▶ _What is asked_
Present the data once more in exactly its original form.

○ ○ ○ ○ ○

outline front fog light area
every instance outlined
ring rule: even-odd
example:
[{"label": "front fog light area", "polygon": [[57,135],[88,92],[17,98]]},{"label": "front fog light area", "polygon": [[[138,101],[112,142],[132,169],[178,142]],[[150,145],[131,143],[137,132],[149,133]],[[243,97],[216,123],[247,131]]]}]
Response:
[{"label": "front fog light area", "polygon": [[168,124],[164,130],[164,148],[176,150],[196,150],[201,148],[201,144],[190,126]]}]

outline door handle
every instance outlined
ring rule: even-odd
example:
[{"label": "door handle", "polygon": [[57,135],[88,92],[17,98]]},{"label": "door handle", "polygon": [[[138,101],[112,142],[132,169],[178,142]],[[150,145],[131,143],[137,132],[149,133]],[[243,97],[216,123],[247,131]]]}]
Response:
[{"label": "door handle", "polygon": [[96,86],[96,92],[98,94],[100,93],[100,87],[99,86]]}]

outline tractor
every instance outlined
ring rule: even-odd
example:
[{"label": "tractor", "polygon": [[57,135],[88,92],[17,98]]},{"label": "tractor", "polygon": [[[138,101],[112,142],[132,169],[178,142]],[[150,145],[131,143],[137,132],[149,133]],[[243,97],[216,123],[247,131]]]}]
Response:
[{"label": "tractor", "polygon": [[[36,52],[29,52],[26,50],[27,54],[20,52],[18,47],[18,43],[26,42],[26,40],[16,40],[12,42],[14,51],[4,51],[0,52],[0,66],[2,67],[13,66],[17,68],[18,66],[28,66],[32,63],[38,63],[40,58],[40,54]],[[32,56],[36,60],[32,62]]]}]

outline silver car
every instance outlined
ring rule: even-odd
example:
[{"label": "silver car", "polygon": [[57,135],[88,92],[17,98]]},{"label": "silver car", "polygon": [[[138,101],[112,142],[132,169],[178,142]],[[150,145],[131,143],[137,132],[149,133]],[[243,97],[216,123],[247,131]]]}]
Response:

○ ○ ○ ○ ○

▶ _Solution below_
outline front fog light area
every instance outlined
ring rule: even-odd
example:
[{"label": "front fog light area", "polygon": [[57,135],[88,92],[17,98]]},{"label": "front fog light area", "polygon": [[[138,101],[112,142],[132,169],[178,142]],[[150,145],[131,143],[137,132],[149,133]],[[243,97],[216,123],[247,131]]]}]
Response:
[{"label": "front fog light area", "polygon": [[168,124],[164,130],[164,148],[176,150],[196,150],[201,148],[201,144],[190,126]]}]

outline door handle
every instance outlined
ring rule: even-odd
example:
[{"label": "door handle", "polygon": [[57,135],[88,92],[17,98]]},{"label": "door handle", "polygon": [[[138,101],[112,142],[132,169],[178,142]],[[150,145],[131,143],[137,132],[149,133]],[[243,97],[216,123],[247,131]]]}]
Response:
[{"label": "door handle", "polygon": [[96,86],[96,92],[98,94],[100,93],[100,87],[99,86]]}]

outline tractor
every instance outlined
ring rule: even-odd
example:
[{"label": "tractor", "polygon": [[57,135],[88,92],[17,98]]},{"label": "tractor", "polygon": [[[138,101],[112,142],[132,169],[178,142]],[[150,145],[131,143],[137,132],[149,133]],[[243,97],[216,123],[247,131]]]}]
Response:
[{"label": "tractor", "polygon": [[[36,52],[29,52],[26,50],[27,54],[20,52],[18,47],[18,43],[26,42],[26,40],[16,40],[12,42],[14,51],[4,51],[0,52],[0,66],[2,67],[13,66],[17,68],[18,66],[28,66],[32,63],[38,63],[40,58],[40,54]],[[32,56],[36,60],[32,62]]]}]

outline silver car
every instance outlined
ring rule: even-odd
example:
[{"label": "silver car", "polygon": [[57,135],[88,92],[17,98]]},{"label": "silver car", "polygon": [[[138,101],[112,142],[132,169],[178,142]],[[150,145],[131,143],[137,132],[149,133]],[[243,97],[216,123],[247,131]]]}]
Response:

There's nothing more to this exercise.